> **What to do**: Can you give the listing below as a Markdown table with a Row column for the line number and a Text column for the line itself, leaving out blank lines?

═══

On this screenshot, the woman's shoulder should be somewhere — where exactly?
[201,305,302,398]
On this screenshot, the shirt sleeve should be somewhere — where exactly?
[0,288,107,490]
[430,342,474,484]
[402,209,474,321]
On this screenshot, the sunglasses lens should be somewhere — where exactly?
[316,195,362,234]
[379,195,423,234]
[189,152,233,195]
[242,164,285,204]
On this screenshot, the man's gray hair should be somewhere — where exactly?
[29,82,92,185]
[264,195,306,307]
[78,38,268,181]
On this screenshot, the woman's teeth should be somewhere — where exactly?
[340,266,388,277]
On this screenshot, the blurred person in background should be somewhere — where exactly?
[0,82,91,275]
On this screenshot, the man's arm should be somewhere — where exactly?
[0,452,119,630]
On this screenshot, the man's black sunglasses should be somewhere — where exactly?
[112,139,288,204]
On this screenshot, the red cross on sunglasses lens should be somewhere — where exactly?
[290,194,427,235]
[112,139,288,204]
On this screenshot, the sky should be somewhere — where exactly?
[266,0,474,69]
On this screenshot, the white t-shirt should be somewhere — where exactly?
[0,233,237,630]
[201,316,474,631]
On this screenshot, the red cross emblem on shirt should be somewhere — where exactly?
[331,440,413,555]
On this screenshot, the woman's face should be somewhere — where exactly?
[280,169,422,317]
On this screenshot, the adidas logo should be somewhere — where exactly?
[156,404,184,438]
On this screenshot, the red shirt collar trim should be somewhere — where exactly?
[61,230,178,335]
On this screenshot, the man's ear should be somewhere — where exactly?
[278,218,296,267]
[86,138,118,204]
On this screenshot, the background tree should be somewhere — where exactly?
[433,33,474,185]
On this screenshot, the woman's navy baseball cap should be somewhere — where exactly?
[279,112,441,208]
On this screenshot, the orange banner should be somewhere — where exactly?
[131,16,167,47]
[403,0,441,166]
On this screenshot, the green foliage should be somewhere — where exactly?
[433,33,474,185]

═══

> **Answer to the exercise**:
| Row | Text |
|---|---|
| 1 | On this screenshot, the woman's shoulder should be somewhere — where exactly? |
| 2 | [201,305,302,398] |
| 3 | On this screenshot, the shirt sleeve should be somewhere — where exactly? |
| 4 | [0,288,107,490] |
| 5 | [430,342,474,484] |
| 6 | [402,209,474,321] |
| 7 | On this screenshot, the sunglasses lens should be somewhere — where exactly? |
| 8 | [316,195,362,234] |
| 9 | [379,195,423,234] |
| 10 | [189,152,233,195] |
| 11 | [242,164,285,204] |
| 12 | On this screenshot, the man's gray hair should be somewhere — where exactly? |
| 13 | [29,82,92,185] |
| 14 | [264,195,306,307] |
| 15 | [78,38,268,181] |
| 16 | On this screenshot, the woman's teeth should be somewhere — where exactly? |
| 17 | [340,266,388,277] |
| 18 | On this screenshot, the blurred person in background should be somewhere — where exactly? |
| 19 | [0,82,91,275] |
| 20 | On this screenshot, the man's arm should be somewhere — where exactly? |
| 21 | [0,452,119,630] |
| 22 | On this screenshot, the man's black sunglasses should be somewhere — where exactly? |
| 23 | [112,139,288,204] |
| 24 | On this screenshot, the red cross on sunglasses lens should be somewhere — where exactly? |
| 25 | [290,194,427,235] |
| 26 | [112,139,288,204] |
| 27 | On this screenshot, the sky should be somewhere — where exactly? |
| 28 | [266,0,474,69] |
| 29 | On this screenshot, the white t-shirt should be somewhere — where exactly? |
| 30 | [0,233,237,630] |
| 31 | [201,316,474,631] |
| 32 | On this screenshot, the red cross emblem on shirt should be somewhere — where exactly? |
| 33 | [331,440,413,555] |
| 34 | On this screenshot, the woman's face should be somewhere — where exactly? |
| 35 | [280,169,422,317] |
| 36 | On this screenshot, the adidas logo should be somewhere — where exactly? |
| 37 | [156,404,184,438] |
| 38 | On this screenshot, the red shirt collar trim should be somewhere — where exactly? |
| 39 | [61,230,178,335] |
| 40 | On this screenshot, the man's ear should be somewhere — where exactly? |
| 41 | [278,218,296,267] |
| 42 | [86,138,118,204] |
| 43 | On this screenshot, the background tree should be somewhere — where exactly? |
| 44 | [433,33,474,185] |
| 45 | On this screenshot, the woman's navy baseball cap should be somewhere — where exactly? |
| 46 | [279,112,441,208] |
| 47 | On this screenshot, the orange banner should be somewhere — where exactly? |
| 48 | [131,16,167,47] |
| 49 | [403,0,441,166] |
| 50 | On this screenshot, the green foliage should be somewhere — where exactly? |
| 51 | [433,33,474,185] |